### Written exercise
Please put every line of the data below into a numbered list, skipping blank lines and leaving out the pictures.
===
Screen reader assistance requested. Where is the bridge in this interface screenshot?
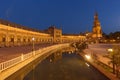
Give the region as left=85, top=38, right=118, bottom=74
left=0, top=43, right=69, bottom=80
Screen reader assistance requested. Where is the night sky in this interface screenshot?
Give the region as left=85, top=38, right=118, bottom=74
left=0, top=0, right=120, bottom=33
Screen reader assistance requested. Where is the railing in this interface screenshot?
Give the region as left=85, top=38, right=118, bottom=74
left=0, top=44, right=68, bottom=72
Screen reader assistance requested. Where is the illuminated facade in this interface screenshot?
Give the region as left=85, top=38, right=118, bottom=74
left=92, top=13, right=102, bottom=38
left=0, top=20, right=85, bottom=47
===
### Task output
1. Screen reader assistance requested. Where is the bridge in this interface screenshot?
2. Give the region as left=85, top=38, right=118, bottom=74
3. left=0, top=43, right=69, bottom=80
4. Screen reader assistance requested. Where is the night sky in this interface screenshot?
5. Give the region as left=85, top=38, right=118, bottom=74
6. left=0, top=0, right=120, bottom=33
7. Screen reader assistance requested. Where is the railing in this interface screenshot?
8. Give the region as left=85, top=38, right=118, bottom=74
9. left=0, top=44, right=68, bottom=72
10. Screen reader assistance requested. Where is the illuminated facade in this interface screenshot?
11. Give the region as left=85, top=38, right=118, bottom=74
12. left=92, top=13, right=102, bottom=38
13. left=0, top=20, right=85, bottom=47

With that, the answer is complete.